> **TASK OBJECTIVE**:
Tally how many lines in the rows below contain the word "point" and reply with that number alone.

--------

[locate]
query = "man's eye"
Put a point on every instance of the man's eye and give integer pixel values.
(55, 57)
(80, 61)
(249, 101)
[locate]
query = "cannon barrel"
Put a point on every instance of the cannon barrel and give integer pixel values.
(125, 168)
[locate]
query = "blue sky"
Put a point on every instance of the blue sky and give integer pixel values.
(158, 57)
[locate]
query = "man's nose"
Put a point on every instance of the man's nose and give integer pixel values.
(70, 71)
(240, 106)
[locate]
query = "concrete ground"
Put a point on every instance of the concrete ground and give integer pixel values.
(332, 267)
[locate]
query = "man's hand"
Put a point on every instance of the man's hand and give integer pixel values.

--------

> **THE SOLUTION**:
6